■ WHAT THE TASK ASKS: All lines from the one with "of the beach" through the last line of the data below should be copied exactly; please add nothing.

■ INFORMATION PROVIDED:
Start of Block

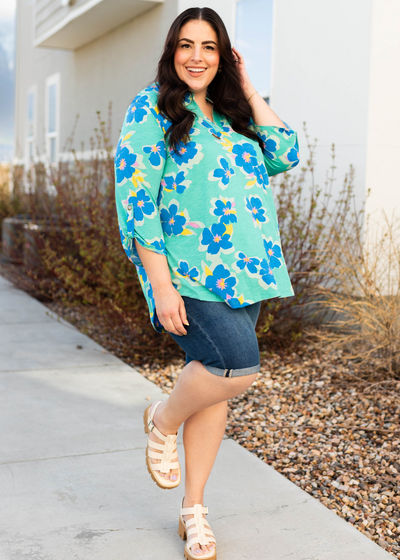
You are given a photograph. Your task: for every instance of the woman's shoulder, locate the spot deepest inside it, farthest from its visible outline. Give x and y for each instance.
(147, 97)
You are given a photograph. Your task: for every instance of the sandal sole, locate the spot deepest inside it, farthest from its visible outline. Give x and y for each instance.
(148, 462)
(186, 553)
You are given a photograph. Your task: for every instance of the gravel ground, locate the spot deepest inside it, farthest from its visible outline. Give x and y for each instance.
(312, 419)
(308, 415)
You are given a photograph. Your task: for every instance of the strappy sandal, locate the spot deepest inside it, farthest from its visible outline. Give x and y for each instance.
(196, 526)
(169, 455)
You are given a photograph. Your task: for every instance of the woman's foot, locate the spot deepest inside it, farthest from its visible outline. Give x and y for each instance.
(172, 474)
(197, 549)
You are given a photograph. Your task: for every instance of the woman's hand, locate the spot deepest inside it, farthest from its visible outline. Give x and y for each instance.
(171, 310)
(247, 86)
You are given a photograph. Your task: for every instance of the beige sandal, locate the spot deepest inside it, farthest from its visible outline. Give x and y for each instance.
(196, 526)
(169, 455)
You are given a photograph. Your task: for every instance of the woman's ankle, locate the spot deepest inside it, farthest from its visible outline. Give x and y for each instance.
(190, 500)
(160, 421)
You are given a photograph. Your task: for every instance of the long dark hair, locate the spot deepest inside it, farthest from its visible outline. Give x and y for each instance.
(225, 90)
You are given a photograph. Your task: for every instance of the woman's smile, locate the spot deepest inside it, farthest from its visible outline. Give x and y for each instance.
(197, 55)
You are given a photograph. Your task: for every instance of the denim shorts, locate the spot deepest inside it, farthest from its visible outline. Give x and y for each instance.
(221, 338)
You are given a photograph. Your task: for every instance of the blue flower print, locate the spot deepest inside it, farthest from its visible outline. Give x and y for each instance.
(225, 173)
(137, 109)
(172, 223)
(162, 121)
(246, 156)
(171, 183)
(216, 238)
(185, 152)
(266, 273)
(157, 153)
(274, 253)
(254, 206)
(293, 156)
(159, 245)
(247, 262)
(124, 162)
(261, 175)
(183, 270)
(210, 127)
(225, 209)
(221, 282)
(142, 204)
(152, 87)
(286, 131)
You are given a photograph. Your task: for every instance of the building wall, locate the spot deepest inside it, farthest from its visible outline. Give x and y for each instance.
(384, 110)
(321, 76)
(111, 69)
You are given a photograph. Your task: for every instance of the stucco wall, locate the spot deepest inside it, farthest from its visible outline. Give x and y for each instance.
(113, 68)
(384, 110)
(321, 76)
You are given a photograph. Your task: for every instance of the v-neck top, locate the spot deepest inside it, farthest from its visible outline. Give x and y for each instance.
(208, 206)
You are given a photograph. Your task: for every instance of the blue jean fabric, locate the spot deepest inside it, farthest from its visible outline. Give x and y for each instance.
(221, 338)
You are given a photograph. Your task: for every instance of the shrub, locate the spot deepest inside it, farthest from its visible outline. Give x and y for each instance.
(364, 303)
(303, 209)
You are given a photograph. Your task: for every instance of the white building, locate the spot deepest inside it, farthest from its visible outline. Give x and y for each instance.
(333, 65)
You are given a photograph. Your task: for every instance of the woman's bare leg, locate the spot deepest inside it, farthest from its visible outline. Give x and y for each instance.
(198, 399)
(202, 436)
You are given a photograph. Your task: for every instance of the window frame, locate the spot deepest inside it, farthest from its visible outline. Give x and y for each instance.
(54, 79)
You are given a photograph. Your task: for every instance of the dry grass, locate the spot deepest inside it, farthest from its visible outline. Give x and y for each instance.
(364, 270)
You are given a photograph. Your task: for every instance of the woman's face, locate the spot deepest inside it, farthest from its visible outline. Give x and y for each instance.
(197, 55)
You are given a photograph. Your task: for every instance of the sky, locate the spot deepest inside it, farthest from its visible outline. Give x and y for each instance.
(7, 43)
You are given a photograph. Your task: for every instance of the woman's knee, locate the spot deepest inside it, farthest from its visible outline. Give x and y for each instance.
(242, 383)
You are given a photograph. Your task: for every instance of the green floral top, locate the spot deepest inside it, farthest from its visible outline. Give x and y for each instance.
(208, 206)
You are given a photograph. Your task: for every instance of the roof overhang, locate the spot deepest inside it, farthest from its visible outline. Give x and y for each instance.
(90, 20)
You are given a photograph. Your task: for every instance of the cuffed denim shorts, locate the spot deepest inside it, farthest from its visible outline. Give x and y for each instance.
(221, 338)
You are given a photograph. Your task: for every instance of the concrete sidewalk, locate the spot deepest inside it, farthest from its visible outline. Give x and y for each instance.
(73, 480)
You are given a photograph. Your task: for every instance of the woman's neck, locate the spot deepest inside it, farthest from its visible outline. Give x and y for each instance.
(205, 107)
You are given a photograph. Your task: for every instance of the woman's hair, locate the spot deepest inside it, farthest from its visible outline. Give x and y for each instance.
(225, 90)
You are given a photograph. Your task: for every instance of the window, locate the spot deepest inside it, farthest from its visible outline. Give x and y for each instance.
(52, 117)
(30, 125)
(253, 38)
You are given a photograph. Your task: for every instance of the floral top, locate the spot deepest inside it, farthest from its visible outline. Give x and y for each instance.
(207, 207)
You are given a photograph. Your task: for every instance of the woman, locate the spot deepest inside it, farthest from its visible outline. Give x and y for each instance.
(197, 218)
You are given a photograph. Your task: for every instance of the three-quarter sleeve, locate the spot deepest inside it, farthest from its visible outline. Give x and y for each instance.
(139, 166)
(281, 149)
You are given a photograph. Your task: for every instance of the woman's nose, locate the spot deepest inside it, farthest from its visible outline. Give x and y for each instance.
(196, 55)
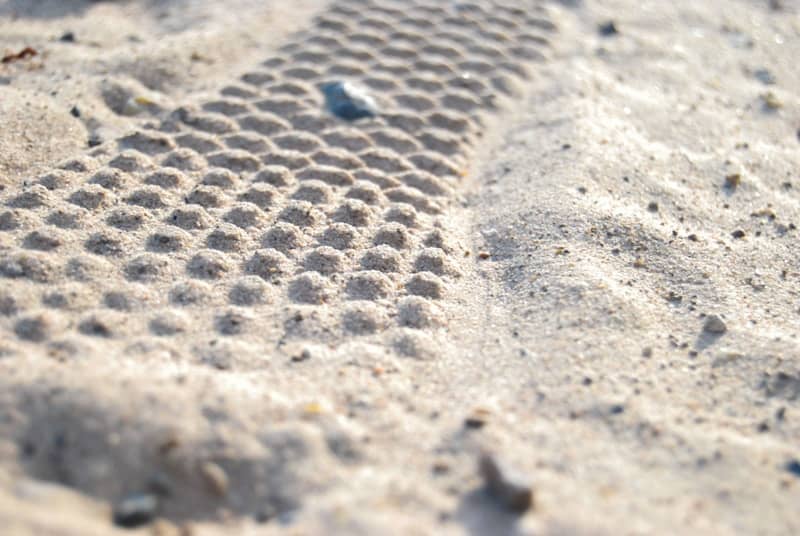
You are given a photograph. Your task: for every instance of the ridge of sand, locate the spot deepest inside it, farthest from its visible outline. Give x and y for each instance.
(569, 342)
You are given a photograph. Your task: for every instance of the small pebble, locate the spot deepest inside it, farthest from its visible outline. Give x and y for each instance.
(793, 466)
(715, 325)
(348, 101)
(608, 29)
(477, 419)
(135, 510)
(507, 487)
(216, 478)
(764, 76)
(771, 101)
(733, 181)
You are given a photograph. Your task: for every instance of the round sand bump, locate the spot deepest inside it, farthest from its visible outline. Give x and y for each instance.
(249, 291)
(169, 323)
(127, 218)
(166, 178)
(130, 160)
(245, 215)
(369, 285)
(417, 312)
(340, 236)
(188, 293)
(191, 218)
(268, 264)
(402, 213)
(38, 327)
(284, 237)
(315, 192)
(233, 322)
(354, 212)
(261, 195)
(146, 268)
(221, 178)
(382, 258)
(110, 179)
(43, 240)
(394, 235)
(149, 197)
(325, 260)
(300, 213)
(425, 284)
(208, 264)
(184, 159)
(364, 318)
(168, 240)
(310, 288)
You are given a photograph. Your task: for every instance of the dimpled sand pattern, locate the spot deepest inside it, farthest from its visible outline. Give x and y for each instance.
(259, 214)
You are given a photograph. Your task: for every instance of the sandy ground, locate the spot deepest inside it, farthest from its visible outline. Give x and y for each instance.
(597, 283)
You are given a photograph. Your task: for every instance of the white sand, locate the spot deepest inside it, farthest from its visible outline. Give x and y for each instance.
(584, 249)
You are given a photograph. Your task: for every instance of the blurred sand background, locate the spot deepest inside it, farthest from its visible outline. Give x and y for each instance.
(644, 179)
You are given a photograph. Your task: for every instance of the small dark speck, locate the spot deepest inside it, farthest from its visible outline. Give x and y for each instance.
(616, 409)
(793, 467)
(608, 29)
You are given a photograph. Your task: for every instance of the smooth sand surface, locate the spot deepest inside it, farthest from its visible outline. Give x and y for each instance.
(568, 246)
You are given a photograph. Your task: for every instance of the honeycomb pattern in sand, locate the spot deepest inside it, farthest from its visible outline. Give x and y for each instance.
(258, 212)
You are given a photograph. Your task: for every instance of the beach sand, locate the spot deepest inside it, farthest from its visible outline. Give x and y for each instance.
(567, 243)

End of Block

■ TASK RESULT:
You are given a photograph. Your task: for every instance of the beach sand, locate the spot deepest inside it, farthest from its visible outline. Give x and y for each instance.
(567, 243)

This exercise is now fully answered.